* begin MATERIALS PROVIDED *
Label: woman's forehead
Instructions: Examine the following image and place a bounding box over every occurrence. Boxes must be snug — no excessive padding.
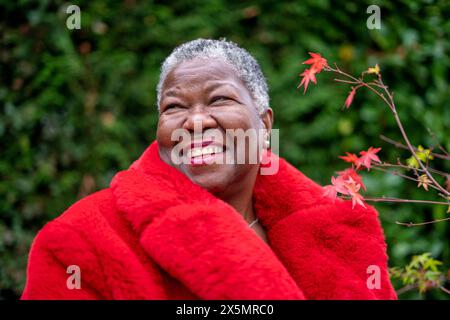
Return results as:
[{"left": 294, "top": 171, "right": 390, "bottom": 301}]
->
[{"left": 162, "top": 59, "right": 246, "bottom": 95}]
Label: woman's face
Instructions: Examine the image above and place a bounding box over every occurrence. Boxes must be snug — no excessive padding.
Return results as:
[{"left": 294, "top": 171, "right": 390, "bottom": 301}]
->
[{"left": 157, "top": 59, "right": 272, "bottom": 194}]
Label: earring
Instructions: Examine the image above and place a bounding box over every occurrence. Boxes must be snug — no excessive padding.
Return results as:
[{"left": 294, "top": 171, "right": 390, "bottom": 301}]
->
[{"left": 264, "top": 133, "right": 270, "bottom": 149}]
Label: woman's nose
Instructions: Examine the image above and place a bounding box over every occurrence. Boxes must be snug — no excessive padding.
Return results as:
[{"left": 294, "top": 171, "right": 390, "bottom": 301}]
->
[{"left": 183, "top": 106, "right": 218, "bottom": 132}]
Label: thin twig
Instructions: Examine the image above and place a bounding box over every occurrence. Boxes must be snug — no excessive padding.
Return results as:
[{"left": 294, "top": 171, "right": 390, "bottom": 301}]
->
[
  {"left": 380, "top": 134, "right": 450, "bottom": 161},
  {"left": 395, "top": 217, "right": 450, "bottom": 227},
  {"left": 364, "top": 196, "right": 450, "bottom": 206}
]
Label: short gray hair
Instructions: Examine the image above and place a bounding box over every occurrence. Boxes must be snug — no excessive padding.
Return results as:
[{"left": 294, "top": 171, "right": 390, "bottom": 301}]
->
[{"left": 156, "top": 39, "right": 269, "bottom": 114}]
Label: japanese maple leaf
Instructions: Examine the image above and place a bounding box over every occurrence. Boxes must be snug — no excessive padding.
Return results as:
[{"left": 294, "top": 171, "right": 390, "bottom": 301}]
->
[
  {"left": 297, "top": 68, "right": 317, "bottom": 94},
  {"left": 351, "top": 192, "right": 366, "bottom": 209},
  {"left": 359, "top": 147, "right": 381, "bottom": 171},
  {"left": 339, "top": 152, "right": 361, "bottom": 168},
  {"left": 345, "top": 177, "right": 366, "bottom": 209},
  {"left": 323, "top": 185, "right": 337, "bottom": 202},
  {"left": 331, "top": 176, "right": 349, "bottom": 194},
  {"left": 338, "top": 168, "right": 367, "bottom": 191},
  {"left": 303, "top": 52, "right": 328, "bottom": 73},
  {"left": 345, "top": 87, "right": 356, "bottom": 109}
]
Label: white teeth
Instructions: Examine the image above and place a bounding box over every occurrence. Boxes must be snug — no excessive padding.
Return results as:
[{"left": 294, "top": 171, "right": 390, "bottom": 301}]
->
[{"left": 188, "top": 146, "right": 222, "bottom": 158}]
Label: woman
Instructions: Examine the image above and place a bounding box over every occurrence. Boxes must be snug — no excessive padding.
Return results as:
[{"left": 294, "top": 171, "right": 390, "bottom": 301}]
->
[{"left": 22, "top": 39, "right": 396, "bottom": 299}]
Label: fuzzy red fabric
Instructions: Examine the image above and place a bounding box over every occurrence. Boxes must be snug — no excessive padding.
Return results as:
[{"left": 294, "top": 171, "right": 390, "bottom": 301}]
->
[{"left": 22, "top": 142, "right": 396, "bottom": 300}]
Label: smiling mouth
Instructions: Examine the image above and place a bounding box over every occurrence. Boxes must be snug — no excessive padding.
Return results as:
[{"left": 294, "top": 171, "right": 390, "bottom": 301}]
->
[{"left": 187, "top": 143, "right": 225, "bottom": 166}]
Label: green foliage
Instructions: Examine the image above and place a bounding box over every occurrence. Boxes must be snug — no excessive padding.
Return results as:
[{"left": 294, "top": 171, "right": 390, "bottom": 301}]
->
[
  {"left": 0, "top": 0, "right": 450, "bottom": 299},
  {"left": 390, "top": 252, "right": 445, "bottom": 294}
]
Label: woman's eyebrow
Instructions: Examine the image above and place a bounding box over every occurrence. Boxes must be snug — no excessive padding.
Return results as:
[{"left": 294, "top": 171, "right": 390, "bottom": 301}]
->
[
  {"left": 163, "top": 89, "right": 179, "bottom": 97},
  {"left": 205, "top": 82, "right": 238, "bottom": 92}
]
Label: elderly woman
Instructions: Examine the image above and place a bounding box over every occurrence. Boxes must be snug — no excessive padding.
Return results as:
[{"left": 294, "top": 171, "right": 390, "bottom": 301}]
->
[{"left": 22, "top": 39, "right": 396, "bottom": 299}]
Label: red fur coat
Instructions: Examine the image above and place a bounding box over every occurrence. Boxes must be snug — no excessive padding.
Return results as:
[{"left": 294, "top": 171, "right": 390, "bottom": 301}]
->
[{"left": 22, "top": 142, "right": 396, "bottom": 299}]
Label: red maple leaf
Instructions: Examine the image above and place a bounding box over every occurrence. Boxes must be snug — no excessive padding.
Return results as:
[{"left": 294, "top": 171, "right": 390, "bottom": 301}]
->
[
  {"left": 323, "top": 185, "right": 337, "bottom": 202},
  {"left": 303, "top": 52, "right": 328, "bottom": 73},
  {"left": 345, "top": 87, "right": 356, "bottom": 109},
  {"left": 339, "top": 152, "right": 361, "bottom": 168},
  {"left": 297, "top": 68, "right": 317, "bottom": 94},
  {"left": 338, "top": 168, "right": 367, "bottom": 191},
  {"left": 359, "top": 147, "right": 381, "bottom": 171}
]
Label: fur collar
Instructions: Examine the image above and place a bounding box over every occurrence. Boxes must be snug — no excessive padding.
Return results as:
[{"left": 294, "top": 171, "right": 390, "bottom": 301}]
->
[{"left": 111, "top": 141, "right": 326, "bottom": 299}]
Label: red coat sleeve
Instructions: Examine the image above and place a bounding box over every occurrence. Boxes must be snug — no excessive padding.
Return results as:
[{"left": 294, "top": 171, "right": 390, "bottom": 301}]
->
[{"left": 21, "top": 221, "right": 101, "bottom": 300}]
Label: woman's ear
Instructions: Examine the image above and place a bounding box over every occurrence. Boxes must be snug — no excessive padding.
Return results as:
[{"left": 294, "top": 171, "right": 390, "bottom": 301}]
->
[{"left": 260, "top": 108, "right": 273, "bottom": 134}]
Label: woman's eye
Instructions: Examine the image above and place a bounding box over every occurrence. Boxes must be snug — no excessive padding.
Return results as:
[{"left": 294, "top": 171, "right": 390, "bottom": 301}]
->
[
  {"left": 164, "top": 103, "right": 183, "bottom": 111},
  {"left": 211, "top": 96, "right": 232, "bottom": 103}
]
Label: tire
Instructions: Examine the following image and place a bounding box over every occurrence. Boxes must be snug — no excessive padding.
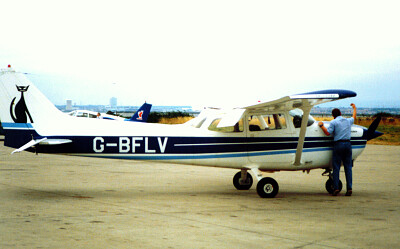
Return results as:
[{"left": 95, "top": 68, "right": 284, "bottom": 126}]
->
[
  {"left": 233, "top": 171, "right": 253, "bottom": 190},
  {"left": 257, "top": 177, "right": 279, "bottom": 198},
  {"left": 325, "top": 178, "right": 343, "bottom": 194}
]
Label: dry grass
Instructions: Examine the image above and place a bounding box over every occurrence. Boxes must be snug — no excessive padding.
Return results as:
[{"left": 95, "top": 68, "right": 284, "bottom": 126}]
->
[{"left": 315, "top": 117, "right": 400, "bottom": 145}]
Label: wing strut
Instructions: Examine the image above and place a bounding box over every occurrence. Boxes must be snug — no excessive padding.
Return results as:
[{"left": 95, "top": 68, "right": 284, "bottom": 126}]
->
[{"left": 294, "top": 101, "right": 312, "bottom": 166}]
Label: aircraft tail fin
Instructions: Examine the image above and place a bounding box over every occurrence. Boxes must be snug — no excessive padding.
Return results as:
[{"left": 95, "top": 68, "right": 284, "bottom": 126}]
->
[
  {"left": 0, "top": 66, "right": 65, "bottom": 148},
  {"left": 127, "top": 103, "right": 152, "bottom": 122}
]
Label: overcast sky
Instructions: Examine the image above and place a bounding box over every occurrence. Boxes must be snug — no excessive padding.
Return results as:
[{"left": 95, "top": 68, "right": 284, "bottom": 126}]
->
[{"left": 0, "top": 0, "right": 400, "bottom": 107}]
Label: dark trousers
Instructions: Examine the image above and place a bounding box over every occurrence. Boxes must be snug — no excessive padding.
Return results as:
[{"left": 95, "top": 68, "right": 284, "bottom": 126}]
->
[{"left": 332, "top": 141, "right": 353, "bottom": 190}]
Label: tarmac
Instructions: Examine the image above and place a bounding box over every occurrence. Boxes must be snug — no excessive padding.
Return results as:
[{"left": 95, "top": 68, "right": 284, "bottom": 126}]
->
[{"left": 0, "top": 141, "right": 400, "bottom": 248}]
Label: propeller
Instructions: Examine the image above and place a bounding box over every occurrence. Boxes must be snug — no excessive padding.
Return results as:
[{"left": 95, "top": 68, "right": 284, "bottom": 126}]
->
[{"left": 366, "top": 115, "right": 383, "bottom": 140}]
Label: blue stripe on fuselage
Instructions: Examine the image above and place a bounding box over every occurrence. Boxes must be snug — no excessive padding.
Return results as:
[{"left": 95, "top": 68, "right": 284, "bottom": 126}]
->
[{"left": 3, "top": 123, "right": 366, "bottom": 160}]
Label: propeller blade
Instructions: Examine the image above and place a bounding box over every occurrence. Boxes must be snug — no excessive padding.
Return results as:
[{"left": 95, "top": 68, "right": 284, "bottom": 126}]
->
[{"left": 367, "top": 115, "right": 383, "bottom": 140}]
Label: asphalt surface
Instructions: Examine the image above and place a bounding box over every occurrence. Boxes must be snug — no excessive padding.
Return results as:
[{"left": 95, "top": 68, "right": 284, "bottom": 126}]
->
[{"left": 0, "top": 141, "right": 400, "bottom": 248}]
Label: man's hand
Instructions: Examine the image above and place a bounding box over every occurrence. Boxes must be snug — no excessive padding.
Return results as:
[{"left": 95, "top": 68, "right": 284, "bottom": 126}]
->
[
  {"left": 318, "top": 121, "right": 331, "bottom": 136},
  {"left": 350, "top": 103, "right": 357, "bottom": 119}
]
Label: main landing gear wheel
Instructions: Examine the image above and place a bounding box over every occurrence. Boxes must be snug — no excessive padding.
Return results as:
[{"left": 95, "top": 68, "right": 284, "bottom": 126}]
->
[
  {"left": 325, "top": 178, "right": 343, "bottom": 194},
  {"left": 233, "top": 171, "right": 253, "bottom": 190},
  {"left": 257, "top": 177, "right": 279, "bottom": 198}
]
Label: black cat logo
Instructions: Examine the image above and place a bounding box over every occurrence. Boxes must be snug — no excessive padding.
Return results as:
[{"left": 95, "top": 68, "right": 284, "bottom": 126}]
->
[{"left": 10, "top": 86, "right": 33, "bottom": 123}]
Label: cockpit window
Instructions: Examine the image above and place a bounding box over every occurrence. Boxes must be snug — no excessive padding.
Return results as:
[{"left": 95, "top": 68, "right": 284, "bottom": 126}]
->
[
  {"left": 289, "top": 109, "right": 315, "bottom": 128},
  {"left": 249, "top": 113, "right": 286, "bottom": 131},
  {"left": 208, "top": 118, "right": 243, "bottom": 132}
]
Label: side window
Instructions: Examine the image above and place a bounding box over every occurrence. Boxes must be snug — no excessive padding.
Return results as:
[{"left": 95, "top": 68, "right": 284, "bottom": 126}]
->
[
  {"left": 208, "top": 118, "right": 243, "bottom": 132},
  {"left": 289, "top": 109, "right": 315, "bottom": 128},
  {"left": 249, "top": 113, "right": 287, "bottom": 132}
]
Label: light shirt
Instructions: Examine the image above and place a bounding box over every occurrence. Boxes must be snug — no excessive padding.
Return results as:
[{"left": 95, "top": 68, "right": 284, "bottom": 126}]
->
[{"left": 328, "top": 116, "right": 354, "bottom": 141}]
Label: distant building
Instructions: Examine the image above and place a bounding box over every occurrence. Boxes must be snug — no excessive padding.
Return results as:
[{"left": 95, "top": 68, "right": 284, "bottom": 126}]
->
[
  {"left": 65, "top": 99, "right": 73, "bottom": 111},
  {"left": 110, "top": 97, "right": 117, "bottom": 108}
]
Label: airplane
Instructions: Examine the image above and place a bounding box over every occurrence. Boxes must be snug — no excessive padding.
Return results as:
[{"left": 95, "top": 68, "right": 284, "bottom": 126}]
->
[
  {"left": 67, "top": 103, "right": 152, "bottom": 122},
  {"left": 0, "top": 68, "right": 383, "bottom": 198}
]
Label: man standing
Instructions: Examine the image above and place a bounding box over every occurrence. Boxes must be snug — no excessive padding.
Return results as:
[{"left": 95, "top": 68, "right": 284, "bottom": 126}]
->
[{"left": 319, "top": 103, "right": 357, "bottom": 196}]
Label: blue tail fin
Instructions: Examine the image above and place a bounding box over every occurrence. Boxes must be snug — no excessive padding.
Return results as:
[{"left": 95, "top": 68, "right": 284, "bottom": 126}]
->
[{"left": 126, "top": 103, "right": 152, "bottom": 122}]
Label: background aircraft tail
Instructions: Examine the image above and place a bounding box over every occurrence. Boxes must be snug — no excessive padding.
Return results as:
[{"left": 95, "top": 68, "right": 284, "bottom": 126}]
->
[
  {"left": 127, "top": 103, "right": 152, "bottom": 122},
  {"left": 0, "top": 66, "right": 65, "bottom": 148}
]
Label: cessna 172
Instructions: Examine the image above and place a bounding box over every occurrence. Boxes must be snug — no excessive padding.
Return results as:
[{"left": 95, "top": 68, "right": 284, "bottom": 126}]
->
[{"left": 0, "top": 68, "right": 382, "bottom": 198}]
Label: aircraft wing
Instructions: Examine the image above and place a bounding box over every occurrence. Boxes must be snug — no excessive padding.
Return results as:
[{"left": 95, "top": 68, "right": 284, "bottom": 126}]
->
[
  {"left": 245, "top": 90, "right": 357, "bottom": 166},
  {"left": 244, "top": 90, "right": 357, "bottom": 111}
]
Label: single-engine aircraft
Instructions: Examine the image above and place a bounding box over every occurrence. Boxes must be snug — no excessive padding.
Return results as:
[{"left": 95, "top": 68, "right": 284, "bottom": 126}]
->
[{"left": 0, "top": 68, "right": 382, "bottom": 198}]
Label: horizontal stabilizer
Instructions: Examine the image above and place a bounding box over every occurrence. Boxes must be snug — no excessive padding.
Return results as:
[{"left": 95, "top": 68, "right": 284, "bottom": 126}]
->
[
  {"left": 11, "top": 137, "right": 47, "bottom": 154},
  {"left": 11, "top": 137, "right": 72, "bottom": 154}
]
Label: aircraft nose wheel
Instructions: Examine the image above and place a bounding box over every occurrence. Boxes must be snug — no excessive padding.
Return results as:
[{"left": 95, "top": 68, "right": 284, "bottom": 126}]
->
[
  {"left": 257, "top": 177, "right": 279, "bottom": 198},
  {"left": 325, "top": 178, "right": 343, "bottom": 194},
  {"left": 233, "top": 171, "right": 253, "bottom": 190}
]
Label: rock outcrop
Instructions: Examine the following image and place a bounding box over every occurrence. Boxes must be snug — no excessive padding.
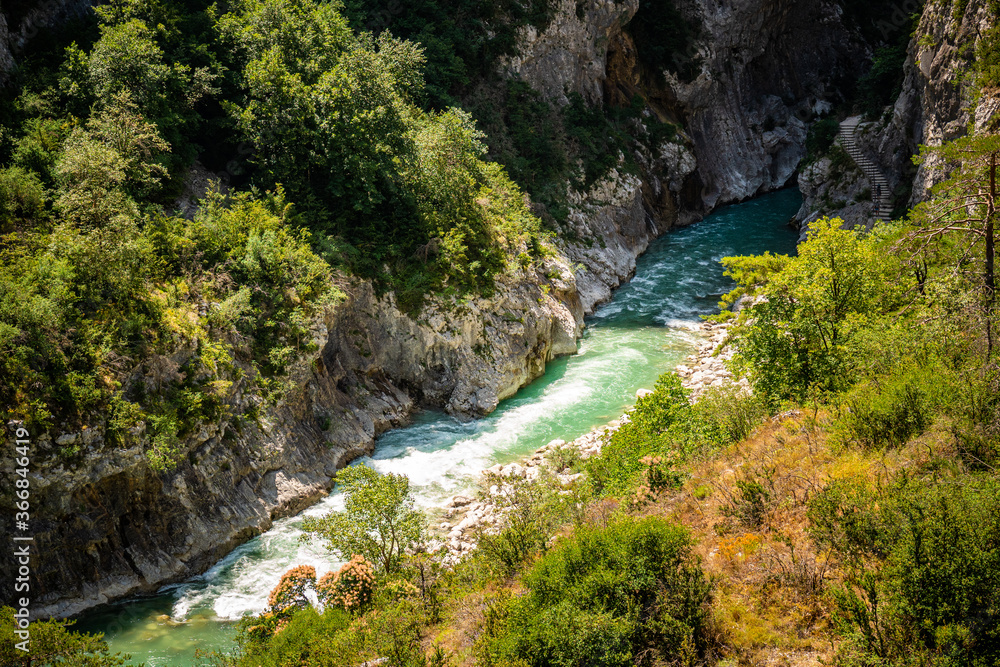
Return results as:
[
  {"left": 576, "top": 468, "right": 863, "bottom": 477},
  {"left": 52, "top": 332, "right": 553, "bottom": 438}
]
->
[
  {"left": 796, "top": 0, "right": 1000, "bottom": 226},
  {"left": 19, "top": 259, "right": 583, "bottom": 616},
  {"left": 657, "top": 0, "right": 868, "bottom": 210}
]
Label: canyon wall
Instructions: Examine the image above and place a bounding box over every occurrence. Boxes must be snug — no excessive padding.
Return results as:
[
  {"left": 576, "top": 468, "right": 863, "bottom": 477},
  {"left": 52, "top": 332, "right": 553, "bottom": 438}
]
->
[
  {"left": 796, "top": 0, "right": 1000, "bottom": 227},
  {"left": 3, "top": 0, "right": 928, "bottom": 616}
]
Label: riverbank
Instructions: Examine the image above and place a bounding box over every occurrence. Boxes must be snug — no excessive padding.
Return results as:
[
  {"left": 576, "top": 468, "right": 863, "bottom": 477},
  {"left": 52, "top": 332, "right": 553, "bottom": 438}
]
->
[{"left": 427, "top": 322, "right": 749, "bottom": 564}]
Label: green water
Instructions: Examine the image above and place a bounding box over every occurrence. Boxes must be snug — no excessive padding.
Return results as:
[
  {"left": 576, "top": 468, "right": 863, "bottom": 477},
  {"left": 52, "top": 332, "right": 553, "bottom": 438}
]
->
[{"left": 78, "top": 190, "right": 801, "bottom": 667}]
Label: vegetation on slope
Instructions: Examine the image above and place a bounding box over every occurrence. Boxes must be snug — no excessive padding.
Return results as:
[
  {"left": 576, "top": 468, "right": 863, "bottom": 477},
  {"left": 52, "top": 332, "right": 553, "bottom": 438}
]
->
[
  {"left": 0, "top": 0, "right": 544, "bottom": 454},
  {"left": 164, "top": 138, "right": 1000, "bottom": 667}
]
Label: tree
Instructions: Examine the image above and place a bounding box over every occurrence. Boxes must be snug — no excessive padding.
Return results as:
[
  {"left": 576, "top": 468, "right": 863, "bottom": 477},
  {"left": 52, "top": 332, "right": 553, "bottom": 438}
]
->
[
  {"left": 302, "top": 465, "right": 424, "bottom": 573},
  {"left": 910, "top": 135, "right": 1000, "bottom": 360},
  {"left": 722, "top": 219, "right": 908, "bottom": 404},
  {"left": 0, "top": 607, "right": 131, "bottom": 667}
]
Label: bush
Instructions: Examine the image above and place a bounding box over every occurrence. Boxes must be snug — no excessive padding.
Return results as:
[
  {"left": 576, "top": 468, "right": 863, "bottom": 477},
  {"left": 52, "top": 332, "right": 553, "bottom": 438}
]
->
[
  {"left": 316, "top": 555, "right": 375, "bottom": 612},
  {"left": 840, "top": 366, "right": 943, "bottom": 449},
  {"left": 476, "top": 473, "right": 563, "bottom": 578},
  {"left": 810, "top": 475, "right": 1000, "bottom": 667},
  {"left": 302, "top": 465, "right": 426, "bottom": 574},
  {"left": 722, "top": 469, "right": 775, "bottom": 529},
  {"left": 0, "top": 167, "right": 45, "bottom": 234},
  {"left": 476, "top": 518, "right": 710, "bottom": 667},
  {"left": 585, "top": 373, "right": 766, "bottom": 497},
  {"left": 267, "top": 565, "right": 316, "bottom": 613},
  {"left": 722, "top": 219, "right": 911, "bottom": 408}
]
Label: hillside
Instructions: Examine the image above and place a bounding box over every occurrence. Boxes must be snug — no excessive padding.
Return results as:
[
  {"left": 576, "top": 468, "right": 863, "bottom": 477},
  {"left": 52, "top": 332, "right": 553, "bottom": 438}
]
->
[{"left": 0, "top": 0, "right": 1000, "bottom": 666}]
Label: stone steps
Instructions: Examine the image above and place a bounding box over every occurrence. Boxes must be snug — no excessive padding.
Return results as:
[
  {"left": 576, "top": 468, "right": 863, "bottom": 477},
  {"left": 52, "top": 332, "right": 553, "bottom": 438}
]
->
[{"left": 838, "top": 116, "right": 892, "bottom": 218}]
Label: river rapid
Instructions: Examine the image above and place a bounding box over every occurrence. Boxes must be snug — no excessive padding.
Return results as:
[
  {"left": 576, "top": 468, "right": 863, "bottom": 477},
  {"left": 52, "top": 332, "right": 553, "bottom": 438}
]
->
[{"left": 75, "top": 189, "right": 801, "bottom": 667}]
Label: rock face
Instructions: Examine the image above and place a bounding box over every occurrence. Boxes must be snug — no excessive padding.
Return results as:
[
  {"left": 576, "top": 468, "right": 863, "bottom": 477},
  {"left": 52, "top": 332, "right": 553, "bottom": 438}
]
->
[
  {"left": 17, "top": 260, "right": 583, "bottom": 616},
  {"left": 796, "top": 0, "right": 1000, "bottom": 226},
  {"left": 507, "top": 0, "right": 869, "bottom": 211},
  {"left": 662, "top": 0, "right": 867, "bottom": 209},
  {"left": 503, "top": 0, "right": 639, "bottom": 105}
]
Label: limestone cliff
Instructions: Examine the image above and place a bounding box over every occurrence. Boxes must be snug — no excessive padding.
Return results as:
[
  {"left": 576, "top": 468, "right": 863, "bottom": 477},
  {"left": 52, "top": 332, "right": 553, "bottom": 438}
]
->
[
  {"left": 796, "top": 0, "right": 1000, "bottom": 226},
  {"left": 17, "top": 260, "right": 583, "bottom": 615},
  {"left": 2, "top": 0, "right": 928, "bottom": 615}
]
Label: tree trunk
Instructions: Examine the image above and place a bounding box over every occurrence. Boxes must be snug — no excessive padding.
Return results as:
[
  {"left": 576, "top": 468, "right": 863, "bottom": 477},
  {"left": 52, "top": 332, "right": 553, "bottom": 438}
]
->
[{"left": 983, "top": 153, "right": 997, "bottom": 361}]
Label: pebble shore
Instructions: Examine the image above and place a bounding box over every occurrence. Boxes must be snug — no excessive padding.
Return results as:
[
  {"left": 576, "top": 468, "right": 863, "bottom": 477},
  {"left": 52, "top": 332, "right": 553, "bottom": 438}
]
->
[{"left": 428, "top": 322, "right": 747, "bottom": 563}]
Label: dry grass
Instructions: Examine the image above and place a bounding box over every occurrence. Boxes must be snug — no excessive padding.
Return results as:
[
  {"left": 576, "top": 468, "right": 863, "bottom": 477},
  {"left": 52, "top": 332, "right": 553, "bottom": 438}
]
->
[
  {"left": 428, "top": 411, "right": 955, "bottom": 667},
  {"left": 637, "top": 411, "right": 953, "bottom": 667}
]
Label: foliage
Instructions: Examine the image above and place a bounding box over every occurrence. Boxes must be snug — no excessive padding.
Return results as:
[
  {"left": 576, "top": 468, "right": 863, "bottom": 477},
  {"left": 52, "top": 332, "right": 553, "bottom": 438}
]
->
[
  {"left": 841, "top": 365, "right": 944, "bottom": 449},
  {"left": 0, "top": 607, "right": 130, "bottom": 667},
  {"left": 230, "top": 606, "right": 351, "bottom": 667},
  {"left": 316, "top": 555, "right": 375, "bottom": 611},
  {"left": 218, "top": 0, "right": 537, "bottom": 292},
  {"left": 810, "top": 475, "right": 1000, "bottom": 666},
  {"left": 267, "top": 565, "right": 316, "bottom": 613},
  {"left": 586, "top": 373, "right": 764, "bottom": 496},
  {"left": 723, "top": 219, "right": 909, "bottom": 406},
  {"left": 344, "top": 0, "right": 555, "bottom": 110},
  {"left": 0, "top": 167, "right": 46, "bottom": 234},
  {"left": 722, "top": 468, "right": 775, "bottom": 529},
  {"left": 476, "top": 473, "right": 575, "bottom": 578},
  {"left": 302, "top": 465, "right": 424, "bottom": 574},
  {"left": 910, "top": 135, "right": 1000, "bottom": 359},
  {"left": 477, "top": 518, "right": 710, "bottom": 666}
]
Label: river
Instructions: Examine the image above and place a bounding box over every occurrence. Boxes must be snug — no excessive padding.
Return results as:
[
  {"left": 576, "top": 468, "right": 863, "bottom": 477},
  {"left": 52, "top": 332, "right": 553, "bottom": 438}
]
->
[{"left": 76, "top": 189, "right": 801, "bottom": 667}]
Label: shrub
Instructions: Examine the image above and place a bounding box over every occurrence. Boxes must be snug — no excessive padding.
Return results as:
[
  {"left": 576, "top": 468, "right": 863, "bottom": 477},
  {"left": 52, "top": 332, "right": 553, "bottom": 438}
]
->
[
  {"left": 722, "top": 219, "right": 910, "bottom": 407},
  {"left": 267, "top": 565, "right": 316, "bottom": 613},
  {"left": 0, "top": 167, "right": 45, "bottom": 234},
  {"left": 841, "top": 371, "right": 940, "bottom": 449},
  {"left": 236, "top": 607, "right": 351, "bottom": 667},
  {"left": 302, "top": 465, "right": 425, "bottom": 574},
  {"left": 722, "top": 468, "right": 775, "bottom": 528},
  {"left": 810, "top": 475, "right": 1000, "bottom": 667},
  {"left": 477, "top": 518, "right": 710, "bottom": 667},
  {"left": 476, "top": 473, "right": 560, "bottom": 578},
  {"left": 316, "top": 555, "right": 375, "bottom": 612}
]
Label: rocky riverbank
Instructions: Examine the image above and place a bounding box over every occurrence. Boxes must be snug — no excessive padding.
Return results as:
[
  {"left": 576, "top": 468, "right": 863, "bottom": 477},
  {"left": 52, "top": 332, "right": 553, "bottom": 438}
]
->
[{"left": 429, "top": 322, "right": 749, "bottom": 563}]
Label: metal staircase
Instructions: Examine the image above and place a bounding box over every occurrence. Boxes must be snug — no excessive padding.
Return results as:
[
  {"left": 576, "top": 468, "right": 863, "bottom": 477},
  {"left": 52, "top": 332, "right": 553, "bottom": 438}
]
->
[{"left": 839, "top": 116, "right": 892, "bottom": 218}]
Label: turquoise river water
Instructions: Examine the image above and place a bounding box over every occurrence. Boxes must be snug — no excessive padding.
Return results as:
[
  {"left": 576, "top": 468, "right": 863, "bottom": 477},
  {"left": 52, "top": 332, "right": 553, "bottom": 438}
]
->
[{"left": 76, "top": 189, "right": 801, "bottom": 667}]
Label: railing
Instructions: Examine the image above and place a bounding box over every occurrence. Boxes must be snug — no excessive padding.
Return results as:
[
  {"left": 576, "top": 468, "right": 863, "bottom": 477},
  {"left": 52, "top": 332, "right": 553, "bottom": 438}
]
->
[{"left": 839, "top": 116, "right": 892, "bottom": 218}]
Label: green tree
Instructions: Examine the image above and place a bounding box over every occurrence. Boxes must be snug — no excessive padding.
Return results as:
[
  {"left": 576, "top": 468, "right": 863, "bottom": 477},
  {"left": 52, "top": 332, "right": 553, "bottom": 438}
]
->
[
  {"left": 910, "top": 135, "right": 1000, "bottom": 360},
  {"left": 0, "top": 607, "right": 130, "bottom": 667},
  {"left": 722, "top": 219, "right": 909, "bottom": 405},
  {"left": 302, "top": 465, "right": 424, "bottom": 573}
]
* end MATERIALS PROVIDED *
- _WRITTEN REQUEST_
Gather every line of the items above that contains the word "blue" and copy each one unchanged.

- _EXPECTED ANSWER_
Label: blue stripe on fuselage
Label: blue tail fin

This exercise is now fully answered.